▶ _Quoted text_:
Transaction fees generated in our global OTC segment increased $33.0 million, or 70.8%, to $79.6 million for the three months ended June 30, 2008 from $46.6 million for the comparable period in 2007 primarily due to increased trading volumes. Increased trading volumes were primarily due to increased hedging, new customers and price volatility during the three months ended June 30, 2008 relating to real and perceived supply and demand imbalances, geopolitical events and weather, and due to strategic partnerships with Platts and NGX as well as the acquisitions of ChemConnect, Inc. and Chatham Energy Partners, LLC on July 9, 2007 and October 1, 2007, respectively. Transaction fees in the global OTC segment, as a percentage of consolidated revenues, increased to 40.4% for the three months ended June 30, 2008 from 34.1% for the comparable period in 2007. Contract volumes in our global OTC segment increased 76.2% to 68.1 million contracts traded during the three months ended June 30, 2008 from 38.7 million contracts traded during the comparable period in 2007. Average transaction fees per trading day increased 68.7% to $1.2 million per trading day for the three months ended June 30, 2008 from $718,000 per trading day for the comparable period in 2007.
Revenues derived from electronic trade confirmation fees in our global OTC segment increased $679,000, or 49.9%, to $2.0 million for the three months ended June 30, 2008 from $1.4 million for the comparable period in 2007. Consolidated electronic trade confirmation fees, as a percentage of consolidated revenues, were 1.0% for the three months ended June 30, 2008 and 2007.

▶ _Task_: From the passage on OTC segment fees, extract the words between "Revenues derived from" and "2008 and 2007.", inclusive. The material that comes next was taken from a different source than the passage on OTC segment fees.

Point annotation dataset records:
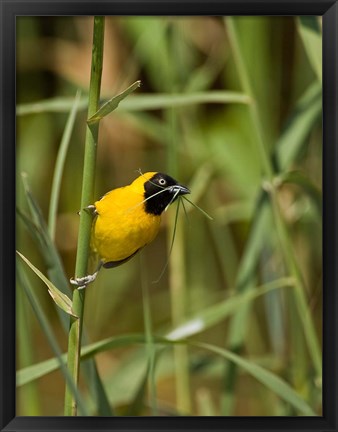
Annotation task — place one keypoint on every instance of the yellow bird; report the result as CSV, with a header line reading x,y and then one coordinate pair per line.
x,y
128,218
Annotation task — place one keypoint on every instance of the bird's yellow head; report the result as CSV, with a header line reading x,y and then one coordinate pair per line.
x,y
159,190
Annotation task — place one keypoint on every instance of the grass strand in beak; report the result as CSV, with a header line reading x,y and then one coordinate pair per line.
x,y
171,245
198,208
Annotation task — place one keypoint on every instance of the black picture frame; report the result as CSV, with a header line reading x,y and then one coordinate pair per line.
x,y
9,10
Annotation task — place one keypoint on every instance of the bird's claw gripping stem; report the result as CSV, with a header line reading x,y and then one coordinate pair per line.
x,y
82,282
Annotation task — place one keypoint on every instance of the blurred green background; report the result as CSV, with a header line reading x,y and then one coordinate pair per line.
x,y
230,107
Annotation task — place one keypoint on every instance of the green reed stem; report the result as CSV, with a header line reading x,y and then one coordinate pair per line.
x,y
281,229
83,247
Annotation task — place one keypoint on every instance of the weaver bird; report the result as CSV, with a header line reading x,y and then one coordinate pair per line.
x,y
128,218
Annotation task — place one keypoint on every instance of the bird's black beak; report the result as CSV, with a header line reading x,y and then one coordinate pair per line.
x,y
180,190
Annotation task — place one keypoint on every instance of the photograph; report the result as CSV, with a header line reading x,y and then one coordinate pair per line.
x,y
169,216
170,255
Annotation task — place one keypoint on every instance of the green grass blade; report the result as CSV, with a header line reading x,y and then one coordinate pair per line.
x,y
298,126
311,35
267,378
59,166
38,370
213,315
63,301
47,329
142,102
112,104
56,105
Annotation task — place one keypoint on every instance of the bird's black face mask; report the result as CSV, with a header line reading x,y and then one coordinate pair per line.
x,y
160,191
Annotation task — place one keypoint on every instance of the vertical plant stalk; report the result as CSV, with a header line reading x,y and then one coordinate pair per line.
x,y
150,346
281,229
83,247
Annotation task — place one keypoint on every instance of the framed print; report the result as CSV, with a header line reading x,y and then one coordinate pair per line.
x,y
168,219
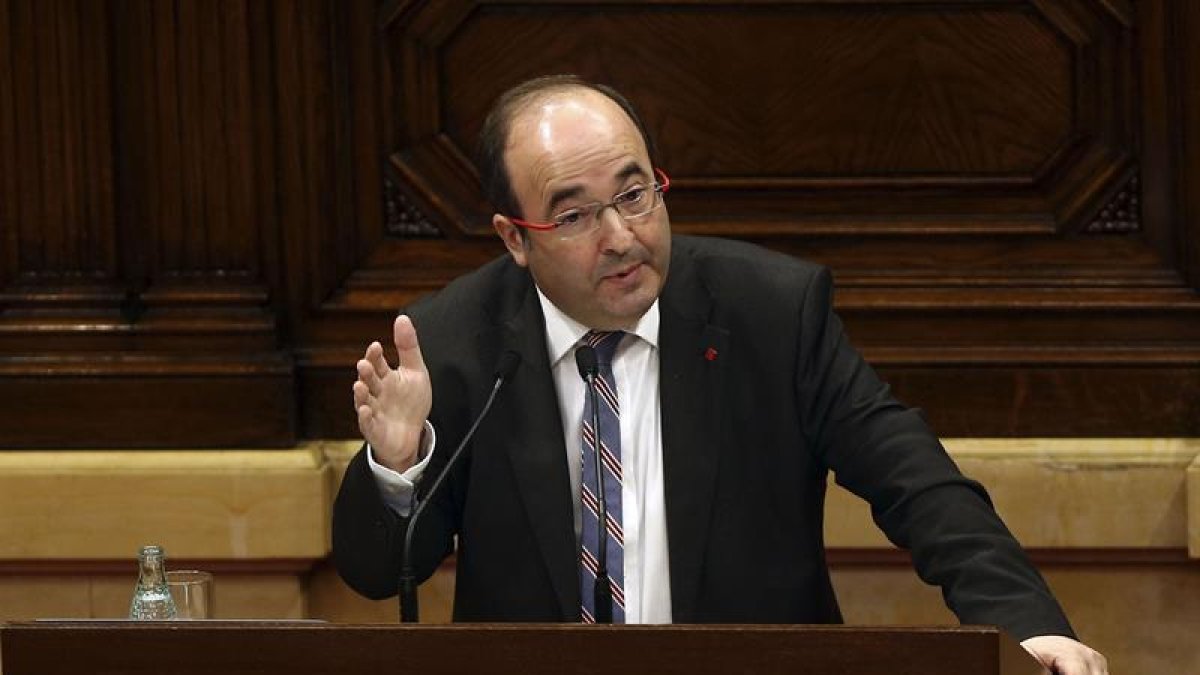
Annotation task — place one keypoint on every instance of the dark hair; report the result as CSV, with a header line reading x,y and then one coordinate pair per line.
x,y
493,137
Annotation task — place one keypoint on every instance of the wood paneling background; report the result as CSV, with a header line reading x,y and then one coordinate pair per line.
x,y
209,208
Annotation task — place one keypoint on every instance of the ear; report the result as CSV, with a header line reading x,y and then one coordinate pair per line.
x,y
514,239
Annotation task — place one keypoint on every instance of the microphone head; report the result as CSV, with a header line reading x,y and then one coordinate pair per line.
x,y
508,364
586,360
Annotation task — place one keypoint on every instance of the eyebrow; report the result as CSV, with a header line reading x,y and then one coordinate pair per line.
x,y
559,196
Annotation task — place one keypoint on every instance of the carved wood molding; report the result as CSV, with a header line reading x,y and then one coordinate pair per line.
x,y
1122,214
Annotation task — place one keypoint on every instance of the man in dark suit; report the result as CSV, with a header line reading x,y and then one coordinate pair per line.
x,y
737,390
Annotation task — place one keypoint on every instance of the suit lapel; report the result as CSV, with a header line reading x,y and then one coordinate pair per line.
x,y
693,353
534,443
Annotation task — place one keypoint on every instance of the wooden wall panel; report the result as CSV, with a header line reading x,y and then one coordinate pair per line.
x,y
1007,191
138,310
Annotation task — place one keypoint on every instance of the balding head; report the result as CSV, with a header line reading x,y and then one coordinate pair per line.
x,y
495,136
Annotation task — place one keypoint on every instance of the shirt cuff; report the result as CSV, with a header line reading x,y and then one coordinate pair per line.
x,y
399,489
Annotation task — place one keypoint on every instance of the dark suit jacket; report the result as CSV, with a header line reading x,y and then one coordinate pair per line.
x,y
748,440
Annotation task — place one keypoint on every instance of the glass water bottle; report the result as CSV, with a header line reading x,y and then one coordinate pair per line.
x,y
151,597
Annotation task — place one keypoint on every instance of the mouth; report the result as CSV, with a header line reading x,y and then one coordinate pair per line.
x,y
624,273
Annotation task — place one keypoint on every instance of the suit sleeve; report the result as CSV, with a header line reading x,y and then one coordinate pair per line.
x,y
369,536
888,455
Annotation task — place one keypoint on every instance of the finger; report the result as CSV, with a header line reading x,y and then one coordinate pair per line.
x,y
367,376
377,359
361,395
409,350
365,420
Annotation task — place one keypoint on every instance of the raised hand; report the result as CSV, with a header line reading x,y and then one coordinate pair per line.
x,y
1063,656
394,404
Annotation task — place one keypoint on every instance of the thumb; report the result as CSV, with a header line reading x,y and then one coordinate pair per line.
x,y
403,335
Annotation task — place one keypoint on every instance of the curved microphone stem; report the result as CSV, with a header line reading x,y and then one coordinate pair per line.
x,y
409,609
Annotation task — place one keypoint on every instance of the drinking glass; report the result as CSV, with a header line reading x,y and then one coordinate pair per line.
x,y
192,591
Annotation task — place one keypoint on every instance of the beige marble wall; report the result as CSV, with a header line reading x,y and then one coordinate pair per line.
x,y
1114,523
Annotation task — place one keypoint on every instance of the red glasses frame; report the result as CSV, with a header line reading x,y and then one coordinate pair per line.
x,y
659,186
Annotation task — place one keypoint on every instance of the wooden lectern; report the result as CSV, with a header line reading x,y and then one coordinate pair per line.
x,y
258,647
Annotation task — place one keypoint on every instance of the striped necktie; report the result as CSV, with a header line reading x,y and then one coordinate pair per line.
x,y
605,345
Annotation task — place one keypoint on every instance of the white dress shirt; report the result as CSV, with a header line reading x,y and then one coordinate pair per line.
x,y
643,506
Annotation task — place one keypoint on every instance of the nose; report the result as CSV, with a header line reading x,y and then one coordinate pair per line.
x,y
616,234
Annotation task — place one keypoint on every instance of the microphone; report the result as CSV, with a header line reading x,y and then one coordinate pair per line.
x,y
409,610
586,360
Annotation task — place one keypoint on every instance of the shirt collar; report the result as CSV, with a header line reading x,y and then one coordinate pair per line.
x,y
563,332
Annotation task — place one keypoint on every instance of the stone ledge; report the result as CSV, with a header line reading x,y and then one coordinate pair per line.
x,y
1065,493
102,505
256,505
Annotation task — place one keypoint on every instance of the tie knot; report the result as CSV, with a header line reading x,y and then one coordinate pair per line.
x,y
604,342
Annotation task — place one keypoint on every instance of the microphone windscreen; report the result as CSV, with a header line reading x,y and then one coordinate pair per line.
x,y
508,364
586,360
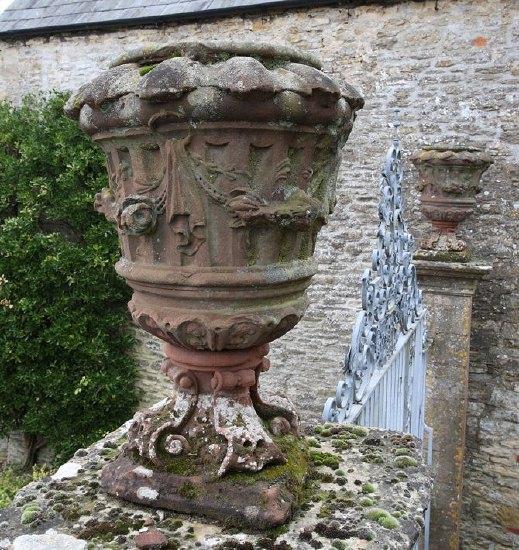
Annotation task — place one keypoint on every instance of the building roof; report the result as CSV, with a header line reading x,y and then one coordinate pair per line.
x,y
29,17
45,16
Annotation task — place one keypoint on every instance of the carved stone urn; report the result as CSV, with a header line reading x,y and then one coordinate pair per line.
x,y
449,179
222,160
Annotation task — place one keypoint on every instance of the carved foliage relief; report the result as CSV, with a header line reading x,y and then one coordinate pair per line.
x,y
214,183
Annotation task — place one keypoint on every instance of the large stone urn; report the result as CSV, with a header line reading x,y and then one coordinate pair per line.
x,y
449,180
222,161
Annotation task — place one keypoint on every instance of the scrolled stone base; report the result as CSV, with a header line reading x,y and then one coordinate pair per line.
x,y
259,505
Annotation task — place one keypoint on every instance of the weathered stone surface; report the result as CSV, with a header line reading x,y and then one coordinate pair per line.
x,y
51,540
151,539
366,489
448,292
451,67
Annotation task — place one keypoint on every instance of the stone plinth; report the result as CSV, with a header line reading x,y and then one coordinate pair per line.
x,y
448,289
365,489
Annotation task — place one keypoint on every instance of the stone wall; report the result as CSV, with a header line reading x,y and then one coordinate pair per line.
x,y
451,67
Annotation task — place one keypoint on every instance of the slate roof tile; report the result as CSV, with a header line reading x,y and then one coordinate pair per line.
x,y
40,16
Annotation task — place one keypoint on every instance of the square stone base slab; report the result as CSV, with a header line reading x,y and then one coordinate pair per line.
x,y
368,491
261,505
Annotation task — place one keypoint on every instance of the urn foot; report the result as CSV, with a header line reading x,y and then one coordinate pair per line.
x,y
214,448
235,500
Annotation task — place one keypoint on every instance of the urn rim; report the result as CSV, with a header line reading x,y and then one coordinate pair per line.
x,y
216,50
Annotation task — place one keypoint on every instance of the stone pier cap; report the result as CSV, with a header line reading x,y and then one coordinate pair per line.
x,y
214,81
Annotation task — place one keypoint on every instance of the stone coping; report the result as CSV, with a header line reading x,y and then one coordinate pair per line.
x,y
367,489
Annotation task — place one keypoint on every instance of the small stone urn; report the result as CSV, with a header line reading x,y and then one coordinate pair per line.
x,y
222,160
449,179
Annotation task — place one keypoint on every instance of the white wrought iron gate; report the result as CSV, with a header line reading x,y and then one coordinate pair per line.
x,y
383,382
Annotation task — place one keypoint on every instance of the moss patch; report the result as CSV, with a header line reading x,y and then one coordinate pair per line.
x,y
145,69
325,459
405,461
294,470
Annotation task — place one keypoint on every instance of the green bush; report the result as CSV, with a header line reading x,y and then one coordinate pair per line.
x,y
13,479
65,375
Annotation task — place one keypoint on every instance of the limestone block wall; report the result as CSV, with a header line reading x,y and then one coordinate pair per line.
x,y
451,67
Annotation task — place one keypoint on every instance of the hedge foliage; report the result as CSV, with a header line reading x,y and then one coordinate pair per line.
x,y
65,374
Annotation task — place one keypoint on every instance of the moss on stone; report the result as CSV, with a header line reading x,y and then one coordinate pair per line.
x,y
389,522
383,518
294,469
188,490
402,451
29,515
405,461
368,488
145,69
322,458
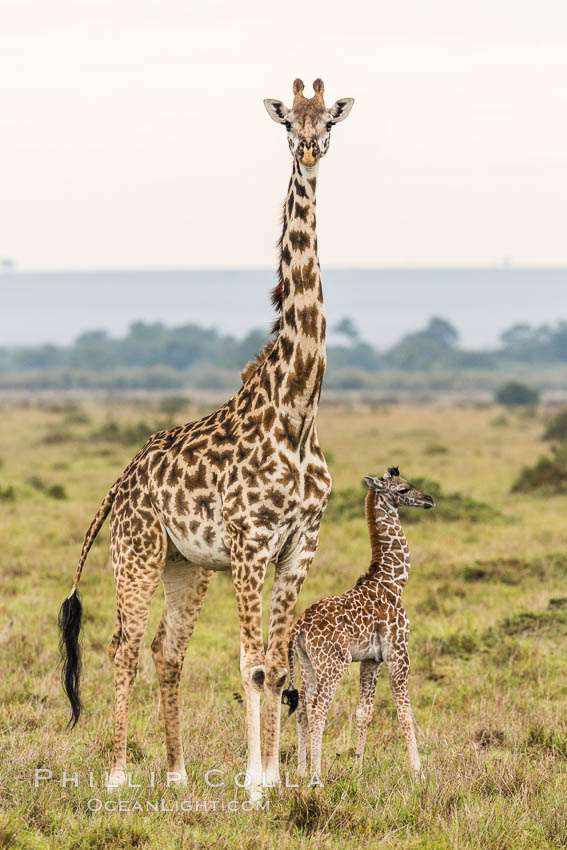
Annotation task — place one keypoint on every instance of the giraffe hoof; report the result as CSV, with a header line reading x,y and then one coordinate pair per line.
x,y
257,676
271,779
255,796
116,778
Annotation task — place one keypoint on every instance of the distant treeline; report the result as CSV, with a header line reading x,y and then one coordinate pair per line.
x,y
153,356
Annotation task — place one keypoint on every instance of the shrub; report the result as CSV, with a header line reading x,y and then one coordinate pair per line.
x,y
557,428
450,507
549,473
137,433
56,491
514,394
435,449
345,504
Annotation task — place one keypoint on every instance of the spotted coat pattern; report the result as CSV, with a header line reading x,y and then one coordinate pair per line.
x,y
236,490
366,624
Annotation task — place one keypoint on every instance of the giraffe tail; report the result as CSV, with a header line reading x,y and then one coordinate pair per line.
x,y
70,616
290,696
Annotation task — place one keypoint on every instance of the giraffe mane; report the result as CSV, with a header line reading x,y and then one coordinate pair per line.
x,y
277,297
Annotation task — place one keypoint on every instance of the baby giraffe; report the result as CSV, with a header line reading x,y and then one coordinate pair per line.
x,y
366,624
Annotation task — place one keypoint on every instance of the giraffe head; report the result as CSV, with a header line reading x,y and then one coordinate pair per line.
x,y
397,491
309,123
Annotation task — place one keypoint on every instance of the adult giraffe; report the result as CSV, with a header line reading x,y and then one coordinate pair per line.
x,y
236,490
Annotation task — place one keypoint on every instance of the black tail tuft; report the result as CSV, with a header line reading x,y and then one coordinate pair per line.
x,y
291,698
69,647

▶ _Task answer_:
Revenues derived from electronic trade confirmation fees in our global OTC segment increased $679,000, or 49.9%, to $2.0 million for the three months ended June 30, 2008 from $1.4 million for the comparable period in 2007. Consolidated electronic trade confirmation fees, as a percentage of consolidated revenues, were 1.0% for the three months ended June 30, 2008 and 2007.